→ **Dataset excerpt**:
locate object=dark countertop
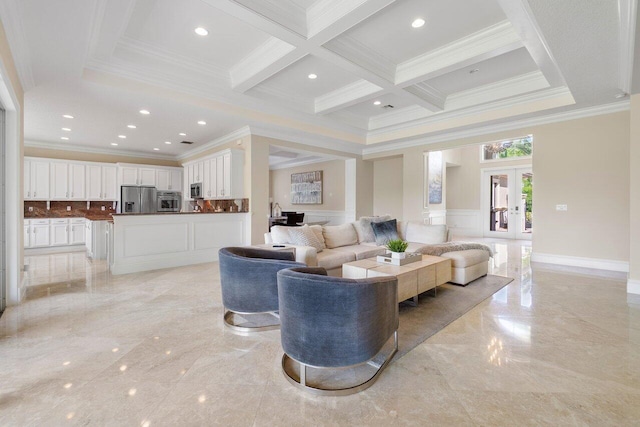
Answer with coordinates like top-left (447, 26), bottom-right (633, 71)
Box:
top-left (113, 211), bottom-right (249, 216)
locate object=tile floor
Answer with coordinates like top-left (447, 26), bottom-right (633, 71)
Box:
top-left (0, 240), bottom-right (640, 426)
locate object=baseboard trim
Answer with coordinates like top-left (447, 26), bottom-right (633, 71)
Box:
top-left (627, 279), bottom-right (640, 295)
top-left (531, 252), bottom-right (629, 273)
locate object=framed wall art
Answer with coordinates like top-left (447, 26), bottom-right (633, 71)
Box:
top-left (291, 171), bottom-right (322, 205)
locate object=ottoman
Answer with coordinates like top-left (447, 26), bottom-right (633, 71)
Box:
top-left (440, 249), bottom-right (489, 286)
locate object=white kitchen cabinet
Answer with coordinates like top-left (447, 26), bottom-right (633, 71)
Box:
top-left (24, 159), bottom-right (49, 200)
top-left (102, 166), bottom-right (118, 200)
top-left (69, 163), bottom-right (87, 200)
top-left (87, 165), bottom-right (118, 200)
top-left (184, 149), bottom-right (244, 199)
top-left (30, 219), bottom-right (51, 248)
top-left (138, 168), bottom-right (156, 187)
top-left (69, 218), bottom-right (85, 245)
top-left (120, 166), bottom-right (138, 185)
top-left (156, 168), bottom-right (182, 191)
top-left (23, 219), bottom-right (31, 248)
top-left (50, 218), bottom-right (69, 246)
top-left (85, 220), bottom-right (107, 259)
top-left (50, 161), bottom-right (86, 200)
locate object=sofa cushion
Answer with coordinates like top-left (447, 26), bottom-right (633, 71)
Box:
top-left (309, 225), bottom-right (327, 252)
top-left (371, 219), bottom-right (398, 245)
top-left (318, 249), bottom-right (356, 270)
top-left (405, 221), bottom-right (447, 245)
top-left (333, 245), bottom-right (386, 260)
top-left (440, 249), bottom-right (489, 268)
top-left (271, 225), bottom-right (293, 245)
top-left (321, 223), bottom-right (358, 249)
top-left (355, 215), bottom-right (391, 243)
top-left (289, 224), bottom-right (324, 252)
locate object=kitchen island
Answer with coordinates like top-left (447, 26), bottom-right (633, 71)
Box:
top-left (108, 212), bottom-right (251, 274)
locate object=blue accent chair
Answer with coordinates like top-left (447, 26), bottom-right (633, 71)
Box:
top-left (278, 267), bottom-right (398, 396)
top-left (218, 247), bottom-right (305, 333)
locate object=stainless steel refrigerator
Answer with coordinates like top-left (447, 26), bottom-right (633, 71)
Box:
top-left (120, 185), bottom-right (157, 213)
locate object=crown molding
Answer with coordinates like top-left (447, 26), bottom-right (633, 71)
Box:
top-left (618, 0), bottom-right (638, 93)
top-left (362, 100), bottom-right (631, 156)
top-left (314, 79), bottom-right (383, 114)
top-left (176, 126), bottom-right (251, 160)
top-left (0, 0), bottom-right (36, 92)
top-left (269, 157), bottom-right (337, 170)
top-left (24, 139), bottom-right (176, 160)
top-left (229, 37), bottom-right (299, 92)
top-left (395, 21), bottom-right (522, 86)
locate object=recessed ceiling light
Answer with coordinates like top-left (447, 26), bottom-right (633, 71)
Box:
top-left (411, 18), bottom-right (424, 28)
top-left (193, 27), bottom-right (209, 37)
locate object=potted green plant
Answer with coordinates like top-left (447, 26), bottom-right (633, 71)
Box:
top-left (387, 239), bottom-right (409, 259)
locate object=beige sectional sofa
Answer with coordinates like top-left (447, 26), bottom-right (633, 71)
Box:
top-left (265, 217), bottom-right (491, 285)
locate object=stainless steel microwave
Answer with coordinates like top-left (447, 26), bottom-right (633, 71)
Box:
top-left (157, 191), bottom-right (182, 212)
top-left (191, 182), bottom-right (204, 199)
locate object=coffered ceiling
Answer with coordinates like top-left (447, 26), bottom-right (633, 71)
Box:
top-left (0, 0), bottom-right (636, 157)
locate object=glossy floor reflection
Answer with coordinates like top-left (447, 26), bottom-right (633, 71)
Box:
top-left (0, 240), bottom-right (640, 426)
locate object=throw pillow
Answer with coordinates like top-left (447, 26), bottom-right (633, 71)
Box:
top-left (309, 225), bottom-right (327, 249)
top-left (271, 225), bottom-right (293, 245)
top-left (322, 223), bottom-right (358, 249)
top-left (357, 215), bottom-right (391, 243)
top-left (289, 225), bottom-right (323, 252)
top-left (371, 219), bottom-right (398, 245)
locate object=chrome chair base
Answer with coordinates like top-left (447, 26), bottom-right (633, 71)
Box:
top-left (282, 331), bottom-right (398, 396)
top-left (223, 310), bottom-right (280, 333)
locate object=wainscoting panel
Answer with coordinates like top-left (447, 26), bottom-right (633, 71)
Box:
top-left (446, 209), bottom-right (483, 237)
top-left (124, 223), bottom-right (189, 257)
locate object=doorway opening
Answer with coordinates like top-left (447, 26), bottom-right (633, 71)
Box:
top-left (482, 166), bottom-right (533, 240)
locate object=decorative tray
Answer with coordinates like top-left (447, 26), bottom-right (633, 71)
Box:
top-left (376, 252), bottom-right (422, 265)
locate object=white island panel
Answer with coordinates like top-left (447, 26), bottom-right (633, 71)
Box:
top-left (109, 213), bottom-right (251, 274)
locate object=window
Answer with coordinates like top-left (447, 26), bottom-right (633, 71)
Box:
top-left (481, 135), bottom-right (533, 162)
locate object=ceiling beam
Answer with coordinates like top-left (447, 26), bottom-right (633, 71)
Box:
top-left (498, 0), bottom-right (566, 87)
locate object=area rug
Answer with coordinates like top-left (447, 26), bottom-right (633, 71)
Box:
top-left (394, 274), bottom-right (513, 360)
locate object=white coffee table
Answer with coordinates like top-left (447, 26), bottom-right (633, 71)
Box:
top-left (342, 255), bottom-right (451, 304)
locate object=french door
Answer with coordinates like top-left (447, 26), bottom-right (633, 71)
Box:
top-left (481, 166), bottom-right (533, 240)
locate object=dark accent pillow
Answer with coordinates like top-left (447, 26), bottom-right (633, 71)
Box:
top-left (371, 219), bottom-right (398, 245)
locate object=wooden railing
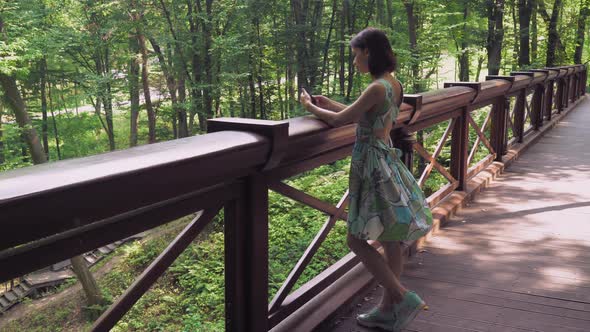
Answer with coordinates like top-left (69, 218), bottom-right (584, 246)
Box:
top-left (0, 65), bottom-right (587, 331)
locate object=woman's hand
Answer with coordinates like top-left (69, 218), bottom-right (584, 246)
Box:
top-left (299, 89), bottom-right (312, 109)
top-left (313, 95), bottom-right (332, 110)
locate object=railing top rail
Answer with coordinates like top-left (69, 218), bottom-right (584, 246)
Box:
top-left (0, 131), bottom-right (268, 204)
top-left (0, 131), bottom-right (270, 250)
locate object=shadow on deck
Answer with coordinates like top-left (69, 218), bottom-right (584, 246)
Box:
top-left (324, 100), bottom-right (590, 332)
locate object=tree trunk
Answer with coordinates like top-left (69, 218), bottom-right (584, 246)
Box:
top-left (192, 0), bottom-right (207, 132)
top-left (387, 0), bottom-right (394, 31)
top-left (203, 0), bottom-right (213, 119)
top-left (531, 0), bottom-right (539, 62)
top-left (71, 255), bottom-right (105, 306)
top-left (338, 1), bottom-right (348, 96)
top-left (518, 0), bottom-right (534, 67)
top-left (486, 0), bottom-right (504, 75)
top-left (149, 37), bottom-right (188, 137)
top-left (0, 102), bottom-right (5, 165)
top-left (129, 36), bottom-right (139, 146)
top-left (574, 0), bottom-right (590, 64)
top-left (39, 57), bottom-right (49, 159)
top-left (137, 28), bottom-right (156, 144)
top-left (47, 84), bottom-right (62, 160)
top-left (291, 0), bottom-right (310, 91)
top-left (404, 0), bottom-right (422, 93)
top-left (319, 0), bottom-right (338, 86)
top-left (459, 1), bottom-right (470, 82)
top-left (0, 72), bottom-right (47, 164)
top-left (545, 0), bottom-right (561, 67)
top-left (510, 0), bottom-right (520, 71)
top-left (345, 1), bottom-right (358, 102)
top-left (254, 17), bottom-right (266, 119)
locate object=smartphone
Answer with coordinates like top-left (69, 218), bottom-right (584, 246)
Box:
top-left (303, 88), bottom-right (318, 105)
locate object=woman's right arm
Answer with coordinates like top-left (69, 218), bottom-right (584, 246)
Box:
top-left (314, 95), bottom-right (347, 113)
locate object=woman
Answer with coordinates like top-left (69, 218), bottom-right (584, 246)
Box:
top-left (300, 28), bottom-right (432, 331)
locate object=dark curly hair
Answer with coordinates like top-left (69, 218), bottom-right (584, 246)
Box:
top-left (350, 28), bottom-right (397, 76)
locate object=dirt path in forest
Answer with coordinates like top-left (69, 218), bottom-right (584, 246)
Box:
top-left (0, 255), bottom-right (123, 331)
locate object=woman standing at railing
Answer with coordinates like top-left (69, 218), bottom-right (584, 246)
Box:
top-left (300, 28), bottom-right (432, 331)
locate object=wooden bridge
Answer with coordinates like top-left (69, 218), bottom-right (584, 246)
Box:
top-left (0, 65), bottom-right (590, 331)
top-left (322, 94), bottom-right (590, 332)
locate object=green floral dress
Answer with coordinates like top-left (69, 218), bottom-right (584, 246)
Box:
top-left (348, 79), bottom-right (432, 241)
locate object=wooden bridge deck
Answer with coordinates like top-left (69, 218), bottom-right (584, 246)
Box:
top-left (322, 99), bottom-right (590, 332)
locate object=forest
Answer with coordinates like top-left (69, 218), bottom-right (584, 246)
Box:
top-left (0, 0), bottom-right (590, 331)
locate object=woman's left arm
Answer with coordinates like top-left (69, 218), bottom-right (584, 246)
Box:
top-left (301, 84), bottom-right (385, 127)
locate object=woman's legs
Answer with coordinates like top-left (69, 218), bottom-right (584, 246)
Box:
top-left (379, 241), bottom-right (404, 310)
top-left (348, 234), bottom-right (407, 309)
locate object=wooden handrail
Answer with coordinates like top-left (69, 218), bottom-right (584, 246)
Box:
top-left (0, 65), bottom-right (587, 331)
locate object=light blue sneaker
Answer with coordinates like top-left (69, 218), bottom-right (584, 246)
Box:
top-left (356, 307), bottom-right (395, 331)
top-left (389, 291), bottom-right (426, 332)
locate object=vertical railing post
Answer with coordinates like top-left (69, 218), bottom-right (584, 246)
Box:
top-left (491, 96), bottom-right (510, 161)
top-left (563, 70), bottom-right (572, 108)
top-left (544, 80), bottom-right (555, 121)
top-left (451, 107), bottom-right (470, 190)
top-left (582, 65), bottom-right (588, 95)
top-left (514, 88), bottom-right (527, 143)
top-left (555, 77), bottom-right (565, 113)
top-left (573, 69), bottom-right (580, 101)
top-left (224, 174), bottom-right (268, 332)
top-left (531, 84), bottom-right (545, 130)
top-left (392, 130), bottom-right (417, 171)
top-left (207, 118), bottom-right (289, 332)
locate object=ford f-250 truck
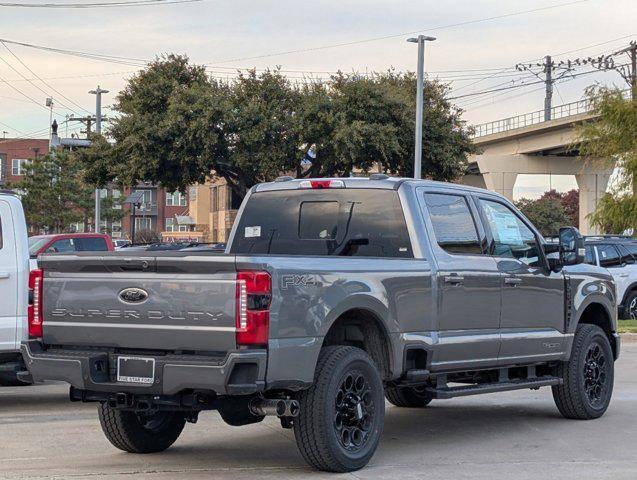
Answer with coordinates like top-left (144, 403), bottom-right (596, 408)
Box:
top-left (22, 175), bottom-right (620, 472)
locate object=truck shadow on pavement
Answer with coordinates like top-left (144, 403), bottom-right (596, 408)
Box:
top-left (155, 402), bottom-right (574, 470)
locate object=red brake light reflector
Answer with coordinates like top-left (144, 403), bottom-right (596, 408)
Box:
top-left (236, 270), bottom-right (272, 346)
top-left (27, 269), bottom-right (44, 338)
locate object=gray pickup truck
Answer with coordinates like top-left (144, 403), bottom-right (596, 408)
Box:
top-left (22, 175), bottom-right (620, 472)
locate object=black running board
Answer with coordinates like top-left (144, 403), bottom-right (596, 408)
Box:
top-left (426, 376), bottom-right (562, 399)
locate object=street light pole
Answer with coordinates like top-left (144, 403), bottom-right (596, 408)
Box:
top-left (407, 35), bottom-right (436, 179)
top-left (88, 85), bottom-right (108, 233)
top-left (46, 97), bottom-right (53, 151)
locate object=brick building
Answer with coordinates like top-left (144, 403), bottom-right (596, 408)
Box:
top-left (122, 182), bottom-right (194, 241)
top-left (0, 138), bottom-right (49, 186)
top-left (189, 179), bottom-right (242, 242)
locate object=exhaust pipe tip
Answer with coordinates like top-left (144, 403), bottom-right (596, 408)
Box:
top-left (250, 398), bottom-right (301, 417)
top-left (286, 400), bottom-right (301, 417)
top-left (275, 400), bottom-right (287, 417)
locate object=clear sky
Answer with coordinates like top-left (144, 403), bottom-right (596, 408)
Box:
top-left (0, 0), bottom-right (637, 196)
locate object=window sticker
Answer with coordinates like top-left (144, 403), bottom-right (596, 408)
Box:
top-left (243, 225), bottom-right (261, 238)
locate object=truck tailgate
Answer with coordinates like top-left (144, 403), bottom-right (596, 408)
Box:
top-left (39, 252), bottom-right (236, 352)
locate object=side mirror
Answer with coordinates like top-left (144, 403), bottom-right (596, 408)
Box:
top-left (560, 227), bottom-right (586, 265)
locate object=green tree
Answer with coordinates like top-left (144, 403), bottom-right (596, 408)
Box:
top-left (11, 152), bottom-right (121, 233)
top-left (297, 71), bottom-right (474, 181)
top-left (81, 55), bottom-right (473, 195)
top-left (540, 189), bottom-right (579, 227)
top-left (515, 198), bottom-right (571, 236)
top-left (574, 87), bottom-right (637, 233)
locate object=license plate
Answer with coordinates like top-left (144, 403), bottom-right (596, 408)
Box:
top-left (117, 357), bottom-right (155, 385)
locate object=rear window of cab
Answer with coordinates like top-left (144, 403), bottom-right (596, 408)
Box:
top-left (231, 188), bottom-right (413, 258)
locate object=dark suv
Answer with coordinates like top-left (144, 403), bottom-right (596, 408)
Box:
top-left (585, 235), bottom-right (637, 319)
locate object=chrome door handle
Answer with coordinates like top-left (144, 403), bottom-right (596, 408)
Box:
top-left (445, 275), bottom-right (464, 285)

→ **Exercise requirements**:
Quote the records word for word, from their first line through the line containing "top-left (50, 161), bottom-right (86, 200)", and leave the pictures out.

→ **Correct result**:
locate object=dark countertop
Answer with coordinates like top-left (447, 26), bottom-right (633, 71)
Box:
top-left (113, 211), bottom-right (249, 216)
locate object=tile floor
Answer with coordinates like top-left (447, 26), bottom-right (633, 71)
Box:
top-left (0, 240), bottom-right (640, 426)
locate object=baseboard trim
Answer with coordinates like top-left (447, 26), bottom-right (633, 71)
Box:
top-left (627, 279), bottom-right (640, 295)
top-left (531, 252), bottom-right (629, 273)
locate object=framed wall art
Answer with coordinates like top-left (447, 26), bottom-right (633, 71)
Box:
top-left (291, 171), bottom-right (322, 205)
locate object=ottoman
Answer with coordinates like top-left (447, 26), bottom-right (633, 71)
Box:
top-left (440, 249), bottom-right (489, 286)
locate object=white kitchen cabinet
Answer with coordinates like top-left (447, 26), bottom-right (633, 71)
Box:
top-left (24, 159), bottom-right (49, 200)
top-left (102, 166), bottom-right (118, 200)
top-left (69, 163), bottom-right (87, 200)
top-left (87, 165), bottom-right (118, 200)
top-left (184, 149), bottom-right (244, 199)
top-left (30, 219), bottom-right (51, 248)
top-left (138, 168), bottom-right (156, 187)
top-left (69, 218), bottom-right (85, 245)
top-left (120, 166), bottom-right (138, 185)
top-left (156, 168), bottom-right (182, 191)
top-left (23, 219), bottom-right (31, 248)
top-left (50, 218), bottom-right (69, 246)
top-left (85, 220), bottom-right (107, 259)
top-left (50, 161), bottom-right (86, 200)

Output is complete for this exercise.